**Short task:**
Convert the data below, from the line containing "Detect each distant" to the line containing "xmin=0 ymin=0 xmax=550 ymax=375", both included, into a numbered list with any blank lines omitted.

**Task input:**
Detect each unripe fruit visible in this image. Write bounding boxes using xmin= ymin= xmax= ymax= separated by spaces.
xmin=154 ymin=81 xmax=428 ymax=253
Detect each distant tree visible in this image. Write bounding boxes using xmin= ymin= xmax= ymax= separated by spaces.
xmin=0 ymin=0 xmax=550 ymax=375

---

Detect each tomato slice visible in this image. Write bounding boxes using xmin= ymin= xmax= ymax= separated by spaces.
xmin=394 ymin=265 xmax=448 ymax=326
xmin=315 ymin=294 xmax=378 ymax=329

**Solution for this problem:**
1. Detect each distant tree visible in this image. Write bounding boxes using xmin= ymin= xmax= ymax= separated by spaces.
2. xmin=0 ymin=0 xmax=550 ymax=375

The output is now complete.